- [Data listing]:

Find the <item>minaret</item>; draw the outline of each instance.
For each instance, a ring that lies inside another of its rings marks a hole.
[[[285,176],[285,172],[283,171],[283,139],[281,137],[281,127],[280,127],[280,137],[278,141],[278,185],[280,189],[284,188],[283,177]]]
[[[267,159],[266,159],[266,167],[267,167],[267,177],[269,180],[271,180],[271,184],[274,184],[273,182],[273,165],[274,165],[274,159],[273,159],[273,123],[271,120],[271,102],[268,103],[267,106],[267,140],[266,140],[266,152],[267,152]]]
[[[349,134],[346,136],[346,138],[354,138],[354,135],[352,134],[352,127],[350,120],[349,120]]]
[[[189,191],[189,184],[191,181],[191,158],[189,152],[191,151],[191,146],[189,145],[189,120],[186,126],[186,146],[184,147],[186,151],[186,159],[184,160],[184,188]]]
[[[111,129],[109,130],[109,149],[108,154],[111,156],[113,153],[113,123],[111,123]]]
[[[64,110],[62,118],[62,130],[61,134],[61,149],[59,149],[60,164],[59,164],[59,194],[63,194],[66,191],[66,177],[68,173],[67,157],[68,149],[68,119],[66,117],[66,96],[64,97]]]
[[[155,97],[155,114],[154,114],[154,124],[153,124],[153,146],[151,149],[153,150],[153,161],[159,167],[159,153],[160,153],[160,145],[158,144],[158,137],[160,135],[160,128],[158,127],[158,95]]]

- [Goal of the exercise]: What this exercise asks for is every line of the data above with the word "instance".

- [Answer space]:
Find the <item>minaret</item>; draw the outline of each instance.
For each instance, a ring that lies inside another of its rings marks a hole.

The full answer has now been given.